*Given request:* Can you write out every item below again, requests included, with each coordinate in the answers offset by adding 84?

*The data:*

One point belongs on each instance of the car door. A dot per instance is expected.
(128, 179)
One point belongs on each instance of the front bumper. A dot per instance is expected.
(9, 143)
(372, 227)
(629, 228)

*Final result:*
One point belongs on each instance of the car door. A dot per instance is expected.
(212, 263)
One point belongs on each instance of the front bumper. A dot per instance is expected.
(93, 227)
(456, 311)
(713, 312)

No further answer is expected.